# start of Data shown

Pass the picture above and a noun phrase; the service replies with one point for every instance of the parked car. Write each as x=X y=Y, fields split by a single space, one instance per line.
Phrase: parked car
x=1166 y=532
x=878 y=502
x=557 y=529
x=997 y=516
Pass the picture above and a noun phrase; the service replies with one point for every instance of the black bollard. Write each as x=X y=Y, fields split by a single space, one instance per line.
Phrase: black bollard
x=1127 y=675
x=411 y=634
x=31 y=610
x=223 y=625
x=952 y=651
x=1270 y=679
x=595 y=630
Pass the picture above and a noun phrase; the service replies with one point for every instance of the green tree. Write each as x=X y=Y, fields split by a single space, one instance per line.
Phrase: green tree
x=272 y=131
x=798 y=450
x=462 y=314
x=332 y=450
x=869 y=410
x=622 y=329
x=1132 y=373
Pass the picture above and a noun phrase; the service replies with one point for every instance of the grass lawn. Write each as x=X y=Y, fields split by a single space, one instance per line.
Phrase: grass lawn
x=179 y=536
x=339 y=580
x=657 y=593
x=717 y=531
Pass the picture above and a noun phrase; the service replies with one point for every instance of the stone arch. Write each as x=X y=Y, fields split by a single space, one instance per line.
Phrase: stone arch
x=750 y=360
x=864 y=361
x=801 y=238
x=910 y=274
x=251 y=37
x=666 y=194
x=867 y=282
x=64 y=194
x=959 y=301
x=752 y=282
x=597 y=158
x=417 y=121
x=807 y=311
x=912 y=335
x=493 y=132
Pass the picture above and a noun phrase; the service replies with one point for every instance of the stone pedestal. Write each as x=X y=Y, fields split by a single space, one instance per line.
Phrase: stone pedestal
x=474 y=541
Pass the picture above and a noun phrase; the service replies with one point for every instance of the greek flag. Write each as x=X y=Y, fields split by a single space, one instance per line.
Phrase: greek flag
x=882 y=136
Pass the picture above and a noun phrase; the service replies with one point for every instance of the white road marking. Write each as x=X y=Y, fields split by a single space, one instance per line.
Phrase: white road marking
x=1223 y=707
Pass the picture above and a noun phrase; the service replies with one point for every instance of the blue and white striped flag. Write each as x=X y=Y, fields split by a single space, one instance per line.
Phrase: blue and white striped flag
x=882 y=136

# end of Data shown

● **What is being asked**:
Could you return, word for word, the stretch of the data from the line containing "of the greek" through the end of the data?

● **Written answer**:
Pass the picture above and a noun phrase; the service replies with one point for every instance of the greek flag. Write each as x=X y=Y, fields split by a single space, one instance per line.
Phrase: greek flag
x=882 y=136
Pass the picture above and a noun phrase; the service replies with one point for every instance of the white road marking. Write each as x=X y=Y, fields split by a single space, one instance per line.
Phrase: white road marking
x=1223 y=707
Pass the picture above and a noun phrase; the service replies with one point for every instance of the blue and white striped flag. Write each as x=X y=Y, fields split by a single space, one instance per line.
Phrase: blue and white striped flag
x=882 y=136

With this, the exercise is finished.